(Dataset entries)
☆ ☆ ☆ ☆

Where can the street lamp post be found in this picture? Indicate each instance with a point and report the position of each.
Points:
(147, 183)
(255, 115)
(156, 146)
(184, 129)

☆ ☆ ☆ ☆

ACTIVITY
Please transcribe all of the data above exactly.

OUTPUT OF THE EXERCISE
Where can the street lamp post be found in this picture? Indicate each instance with a point and report the position of each.
Points:
(147, 183)
(255, 115)
(156, 146)
(184, 129)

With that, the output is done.